一番部数が出てる同人TRPGでは、「俗悪映画製作TRPG ミッドナイト・ミミック」というのをつくりました。
同人TRPGシステムの構築としてはB5版で50ページぐらいの中量級システムの構築を得意としています。ミッドナイトミミックは本文52ページあるんですが、だいたい2か月半で作りました。
また、最近作った同人TRPGでは、「陥落寸前TRPG 姫騎士ノ館」というTRPGをつくりました。その他、モロモロ合わせてこれまで20作ぐらい作っています。
それぞれ、かみしめると味が出る、遊んでみると意外に面白い、そんなTRPGを作っているつもりでおります。

●本題:インプットに関する考察

 私たち同人TRPGデザイナーにとって、良質なアウトプットのためのインプットはとても重要です。
(例えば、「俗悪映画製作TRPG ミッドナイト・ミミック」を作る際のインスピレーションは、作家で映画監督の堺三保さんの公開授業を受講した際の勉強ノートから得ています)
 これは経験則ですが、ものづくりをするときはインプットとして、現実にある、タイムプルーフされたテクニックやメソッドを写生するのが、なんだかんだで一番いいものが仕上がります。

(提示資料)
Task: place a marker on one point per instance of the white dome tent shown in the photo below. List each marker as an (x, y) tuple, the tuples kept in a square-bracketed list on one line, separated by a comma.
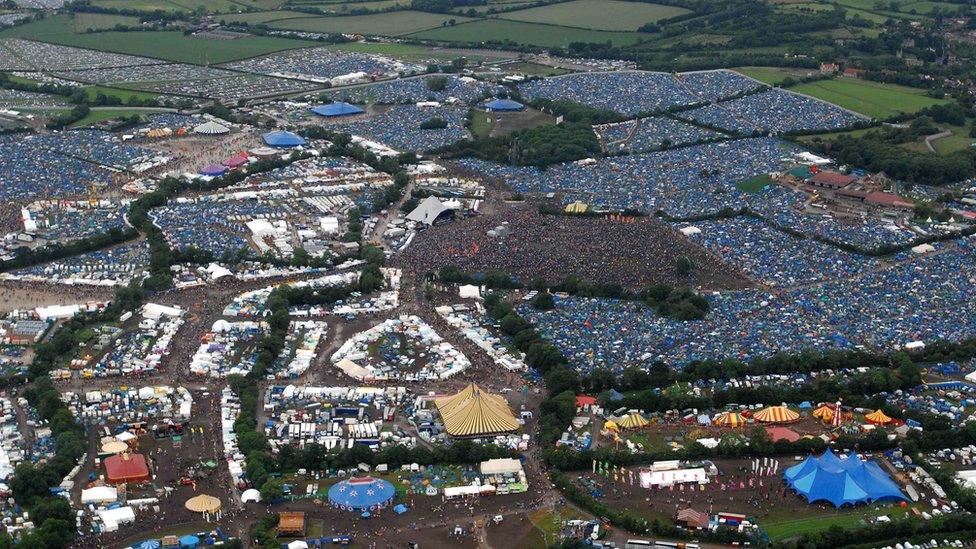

(課題一覧)
• a. 提示文の「同人TRPGシステムの構築としては」で始まる段落を、主な事実を残したまま箇条書きにまとめなさい。
• b. 提示文の「また、最近作った同人TRPG」から「の勉強ノートから得ています)」までを、一字も変えずに書き写しなさい。

(演習の解答)
• a.
- B5版で50ページほどの中量級システムの構築を得意としている。
- 「ミッドナイトミミック」は本文52ページで、約2か月半で作った。

• b.
また、最近作った同人TRPGでは、「陥落寸前TRPG 姫騎士ノ館」というTRPGをつくりました。その他、モロモロ合わせてこれまで20作ぐらい作っています。
それぞれ、かみしめると味が出る、遊んでみると意外に面白い、そんなTRPGを作っているつもりでおります。

●本題:インプットに関する考察

 私たち同人TRPGデザイナーにとって、良質なアウトプットのためのインプットはとても重要です。
(例えば、「俗悪映画製作TRPG ミッドナイト・ミミック」を作る際のインスピレーションは、作家で映画監督の堺三保さんの公開授業を受講した際の勉強ノートから得ています)